··· Quoted text
You can still use the same neighborhood sampler as the one in node/edge
classification.

.. code:: python

    sampler = dgl.dataloading.MultiLayerFullNeighborSampler(2)

:class:`~dgl.dataloading.pytorch.EdgeDataLoader` in DGL also
supports generating negative samples for link prediction. To do so, you
need to provide the negative sampling function.
:class:`~dgl.dataloading.negative_sampler.Uniform` is a
function that does uniform sampling. For each source node of an edge, it
samples ``k`` negative destination nodes.

The following data loader will pick 5 negative destination nodes
uniformly for each source node of an edge.

.. code:: python

    dataloader = dgl.dataloading.EdgeDataLoader(
        g, train_seeds, sampler,
        negative_sampler=dgl.dataloading.negative_sampler.Uniform(5),
        batch_size=args.batch_size,
        shuffle=True,
        drop_last=False,
        pin_memory=True,
        num_workers=args.num_workers)
······
··· Records for processing
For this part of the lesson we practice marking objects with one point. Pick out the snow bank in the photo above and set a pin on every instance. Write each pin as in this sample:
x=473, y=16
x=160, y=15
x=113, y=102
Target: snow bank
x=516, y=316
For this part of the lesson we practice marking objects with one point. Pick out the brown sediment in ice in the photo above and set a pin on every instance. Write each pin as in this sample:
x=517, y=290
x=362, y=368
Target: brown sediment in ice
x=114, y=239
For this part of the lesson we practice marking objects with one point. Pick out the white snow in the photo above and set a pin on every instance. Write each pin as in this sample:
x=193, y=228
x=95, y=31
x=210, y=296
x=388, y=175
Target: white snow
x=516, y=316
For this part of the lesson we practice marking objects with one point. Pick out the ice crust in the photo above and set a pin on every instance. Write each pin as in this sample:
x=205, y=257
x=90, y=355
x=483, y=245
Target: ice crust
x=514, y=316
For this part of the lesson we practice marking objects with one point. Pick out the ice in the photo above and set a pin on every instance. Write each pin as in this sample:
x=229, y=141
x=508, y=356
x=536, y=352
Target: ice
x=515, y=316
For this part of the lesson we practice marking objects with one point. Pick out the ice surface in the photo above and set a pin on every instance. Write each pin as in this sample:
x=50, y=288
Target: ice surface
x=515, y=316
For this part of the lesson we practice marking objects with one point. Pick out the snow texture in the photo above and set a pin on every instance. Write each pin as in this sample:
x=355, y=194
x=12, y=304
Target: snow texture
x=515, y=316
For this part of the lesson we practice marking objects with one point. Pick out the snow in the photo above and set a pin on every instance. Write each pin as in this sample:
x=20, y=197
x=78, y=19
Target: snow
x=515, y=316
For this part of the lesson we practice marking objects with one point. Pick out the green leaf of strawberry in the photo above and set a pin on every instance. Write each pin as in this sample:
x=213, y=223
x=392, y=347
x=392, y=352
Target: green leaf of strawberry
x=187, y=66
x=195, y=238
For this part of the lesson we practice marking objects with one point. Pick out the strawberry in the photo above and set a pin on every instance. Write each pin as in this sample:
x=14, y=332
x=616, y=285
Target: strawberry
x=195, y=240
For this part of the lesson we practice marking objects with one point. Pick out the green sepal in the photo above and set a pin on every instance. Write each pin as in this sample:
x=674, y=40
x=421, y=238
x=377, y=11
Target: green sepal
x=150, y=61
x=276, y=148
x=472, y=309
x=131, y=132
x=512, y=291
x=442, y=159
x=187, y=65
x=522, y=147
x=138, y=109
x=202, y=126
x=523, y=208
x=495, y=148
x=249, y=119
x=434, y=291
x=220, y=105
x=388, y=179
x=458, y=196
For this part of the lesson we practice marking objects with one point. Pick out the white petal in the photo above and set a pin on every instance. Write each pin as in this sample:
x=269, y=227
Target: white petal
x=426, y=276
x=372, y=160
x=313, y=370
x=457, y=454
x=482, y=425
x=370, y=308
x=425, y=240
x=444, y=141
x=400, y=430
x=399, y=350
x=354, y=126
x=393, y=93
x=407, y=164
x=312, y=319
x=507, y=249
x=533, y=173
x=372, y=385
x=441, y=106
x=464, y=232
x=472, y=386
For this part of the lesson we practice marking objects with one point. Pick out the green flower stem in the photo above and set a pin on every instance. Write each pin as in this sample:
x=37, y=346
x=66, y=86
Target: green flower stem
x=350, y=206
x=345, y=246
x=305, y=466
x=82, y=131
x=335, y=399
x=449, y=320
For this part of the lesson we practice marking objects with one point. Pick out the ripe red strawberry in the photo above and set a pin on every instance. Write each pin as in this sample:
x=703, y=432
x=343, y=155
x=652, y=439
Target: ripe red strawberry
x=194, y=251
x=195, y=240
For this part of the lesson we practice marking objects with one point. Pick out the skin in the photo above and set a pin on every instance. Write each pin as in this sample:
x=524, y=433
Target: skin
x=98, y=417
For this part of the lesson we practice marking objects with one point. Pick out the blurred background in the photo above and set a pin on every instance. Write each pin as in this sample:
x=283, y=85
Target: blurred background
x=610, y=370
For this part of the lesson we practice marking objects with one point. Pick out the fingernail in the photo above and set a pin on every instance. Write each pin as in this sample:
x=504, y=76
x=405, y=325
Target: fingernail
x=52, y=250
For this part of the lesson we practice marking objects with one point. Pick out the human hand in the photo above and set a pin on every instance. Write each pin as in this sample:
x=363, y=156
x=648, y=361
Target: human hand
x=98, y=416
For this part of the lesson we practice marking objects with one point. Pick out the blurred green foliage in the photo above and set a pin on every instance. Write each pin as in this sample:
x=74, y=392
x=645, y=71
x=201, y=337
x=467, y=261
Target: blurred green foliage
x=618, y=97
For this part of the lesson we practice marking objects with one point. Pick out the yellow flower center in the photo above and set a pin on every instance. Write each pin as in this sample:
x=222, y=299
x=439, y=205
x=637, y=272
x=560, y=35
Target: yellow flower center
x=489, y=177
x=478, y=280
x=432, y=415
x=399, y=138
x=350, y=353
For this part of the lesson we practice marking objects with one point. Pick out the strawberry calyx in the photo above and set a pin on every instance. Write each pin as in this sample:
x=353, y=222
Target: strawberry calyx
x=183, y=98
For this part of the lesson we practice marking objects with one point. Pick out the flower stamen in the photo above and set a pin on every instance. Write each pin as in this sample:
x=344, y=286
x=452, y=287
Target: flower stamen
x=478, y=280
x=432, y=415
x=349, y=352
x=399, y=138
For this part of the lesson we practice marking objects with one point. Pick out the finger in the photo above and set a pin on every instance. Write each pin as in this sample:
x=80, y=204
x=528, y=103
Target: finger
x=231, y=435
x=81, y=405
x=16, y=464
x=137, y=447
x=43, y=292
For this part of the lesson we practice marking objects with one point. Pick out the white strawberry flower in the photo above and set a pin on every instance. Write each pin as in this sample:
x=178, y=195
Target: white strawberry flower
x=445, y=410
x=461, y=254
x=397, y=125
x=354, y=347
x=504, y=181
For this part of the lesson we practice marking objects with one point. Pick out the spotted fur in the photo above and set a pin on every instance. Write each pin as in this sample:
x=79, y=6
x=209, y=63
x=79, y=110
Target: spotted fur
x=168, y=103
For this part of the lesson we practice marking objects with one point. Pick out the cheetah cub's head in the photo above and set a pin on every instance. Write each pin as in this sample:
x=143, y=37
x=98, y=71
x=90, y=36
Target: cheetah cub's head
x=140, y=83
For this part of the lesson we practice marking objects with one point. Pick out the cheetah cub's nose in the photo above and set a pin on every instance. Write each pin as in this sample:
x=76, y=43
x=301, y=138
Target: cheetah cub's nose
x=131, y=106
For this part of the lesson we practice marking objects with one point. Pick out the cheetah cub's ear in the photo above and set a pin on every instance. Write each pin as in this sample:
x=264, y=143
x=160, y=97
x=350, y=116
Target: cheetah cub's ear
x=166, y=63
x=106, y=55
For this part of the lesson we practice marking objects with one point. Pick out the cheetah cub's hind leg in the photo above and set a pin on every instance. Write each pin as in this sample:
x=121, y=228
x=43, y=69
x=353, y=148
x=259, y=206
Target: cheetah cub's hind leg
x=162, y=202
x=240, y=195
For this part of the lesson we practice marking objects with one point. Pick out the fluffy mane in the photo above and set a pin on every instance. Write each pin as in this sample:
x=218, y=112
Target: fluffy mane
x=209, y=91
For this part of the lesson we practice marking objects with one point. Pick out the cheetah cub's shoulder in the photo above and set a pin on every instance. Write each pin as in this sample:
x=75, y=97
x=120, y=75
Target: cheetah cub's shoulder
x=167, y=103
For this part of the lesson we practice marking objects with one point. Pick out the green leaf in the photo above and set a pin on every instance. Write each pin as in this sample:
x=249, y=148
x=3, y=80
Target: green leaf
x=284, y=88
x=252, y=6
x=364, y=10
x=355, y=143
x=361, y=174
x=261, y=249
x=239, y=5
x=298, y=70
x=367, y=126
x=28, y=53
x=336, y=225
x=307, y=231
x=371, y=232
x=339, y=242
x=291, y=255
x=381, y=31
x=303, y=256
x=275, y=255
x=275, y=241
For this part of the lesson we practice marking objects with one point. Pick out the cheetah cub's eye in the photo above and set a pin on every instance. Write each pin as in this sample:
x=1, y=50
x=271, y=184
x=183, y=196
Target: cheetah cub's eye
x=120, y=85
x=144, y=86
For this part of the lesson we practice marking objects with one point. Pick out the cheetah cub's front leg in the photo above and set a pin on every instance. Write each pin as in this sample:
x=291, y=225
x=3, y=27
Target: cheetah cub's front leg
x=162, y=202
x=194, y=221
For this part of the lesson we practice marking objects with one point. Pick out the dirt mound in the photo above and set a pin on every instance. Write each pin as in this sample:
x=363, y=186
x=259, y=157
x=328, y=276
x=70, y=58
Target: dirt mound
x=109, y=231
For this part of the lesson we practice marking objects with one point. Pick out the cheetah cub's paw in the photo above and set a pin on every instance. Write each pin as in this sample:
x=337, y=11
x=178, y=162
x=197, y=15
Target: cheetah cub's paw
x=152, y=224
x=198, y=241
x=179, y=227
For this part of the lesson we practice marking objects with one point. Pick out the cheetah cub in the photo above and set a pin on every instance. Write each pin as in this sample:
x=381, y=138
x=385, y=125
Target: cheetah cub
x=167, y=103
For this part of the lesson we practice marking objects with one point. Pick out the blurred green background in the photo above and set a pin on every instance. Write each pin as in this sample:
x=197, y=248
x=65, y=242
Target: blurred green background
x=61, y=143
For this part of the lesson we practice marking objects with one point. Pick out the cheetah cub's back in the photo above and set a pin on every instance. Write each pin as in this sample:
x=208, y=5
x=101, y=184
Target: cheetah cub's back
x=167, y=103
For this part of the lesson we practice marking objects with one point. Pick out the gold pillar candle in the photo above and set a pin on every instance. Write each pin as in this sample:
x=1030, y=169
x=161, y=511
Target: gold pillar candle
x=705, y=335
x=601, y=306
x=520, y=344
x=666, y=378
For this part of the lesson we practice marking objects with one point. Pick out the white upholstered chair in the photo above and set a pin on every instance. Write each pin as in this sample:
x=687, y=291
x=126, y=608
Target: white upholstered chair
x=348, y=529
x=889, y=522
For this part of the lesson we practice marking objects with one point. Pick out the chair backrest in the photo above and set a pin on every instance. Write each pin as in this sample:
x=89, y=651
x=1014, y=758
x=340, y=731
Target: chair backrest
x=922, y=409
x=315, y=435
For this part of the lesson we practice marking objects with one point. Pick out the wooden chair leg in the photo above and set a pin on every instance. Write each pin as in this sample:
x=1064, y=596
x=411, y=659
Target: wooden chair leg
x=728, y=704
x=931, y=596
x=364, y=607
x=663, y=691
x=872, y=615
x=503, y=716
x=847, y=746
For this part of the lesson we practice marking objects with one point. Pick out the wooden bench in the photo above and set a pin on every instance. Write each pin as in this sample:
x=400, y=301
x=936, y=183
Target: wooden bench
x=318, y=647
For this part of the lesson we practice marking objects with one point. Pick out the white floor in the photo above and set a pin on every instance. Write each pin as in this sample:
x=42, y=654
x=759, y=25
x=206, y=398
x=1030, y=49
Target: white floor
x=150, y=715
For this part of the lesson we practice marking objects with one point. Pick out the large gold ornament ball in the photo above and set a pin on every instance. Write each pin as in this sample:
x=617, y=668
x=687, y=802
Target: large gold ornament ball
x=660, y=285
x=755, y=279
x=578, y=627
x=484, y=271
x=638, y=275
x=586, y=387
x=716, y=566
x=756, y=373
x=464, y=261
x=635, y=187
······
• Required tasks
a) Print everything in the records from the line containing "the wooden chair" down to the final line of the records, reproducing each line without changes.
b) Carry on the passage about loading data for link prediction from where it stops.

• Written responses
a)
For this part of the lesson we practice marking objects with one point. Pick out the wooden chair leg in the photo above and set a pin on every instance. Write each pin as in this sample:
x=1064, y=596
x=411, y=659
Target: wooden chair leg
x=728, y=704
x=931, y=596
x=364, y=607
x=663, y=691
x=872, y=615
x=503, y=716
x=847, y=746
For this part of the lesson we practice marking objects with one point. Pick out the wooden bench in the photo above and set a pin on every instance. Write each pin as in this sample:
x=400, y=301
x=936, y=183
Target: wooden bench
x=318, y=647
For this part of the lesson we practice marking objects with one point. Pick out the white floor in the photo above and set a pin on every instance. Write each pin as in this sample:
x=42, y=654
x=759, y=25
x=206, y=398
x=1030, y=49
Target: white floor
x=150, y=715
For this part of the lesson we practice marking objects with one point. Pick out the large gold ornament ball in the photo above and set a pin on every instance. Write each pin as in this sample:
x=617, y=668
x=687, y=802
Target: large gold ornament ball
x=660, y=285
x=755, y=279
x=578, y=627
x=484, y=271
x=638, y=275
x=586, y=387
x=716, y=566
x=756, y=373
x=464, y=261
x=635, y=187

b)
For the builtin negative samplers please see :ref:`api-dataloading-negative-sampling`.

You can also give your own negative sampler function, as long as it
takes in the original graph ``g`` and the minibatch edge ID array
``eid``, and returns a pair of source ID arrays and destination ID
arrays.

The following gives an example of custom negative sampler that samples
negative destination nodes according to a probability distribution
proportional to a power of degrees.

.. code:: python

    class NegativeSampler(object):
        def __init__(self, g, k):
            # caches the probability distribution
            self.weights = g.in_degrees().float() ** 0.75
            self.k = k
    
        def __call__(self, g, eids):
            src, _ = g.find_edges(eids)
            src = src.repeat_interleave(self.k)
            dst = self.weights.multinomial(len(src), replacement=True)
            return src, dst
    
    dataloader = dgl.dataloading.EdgeDataLoader(
        g, train_seeds, sampler,
        negative_sampler=NegativeSampler(g, 5),
        batch_size=args.batch_size,
        shuffle=True,
        drop_last=False,
        pin_memory=True,
        num_workers=args.num_workers)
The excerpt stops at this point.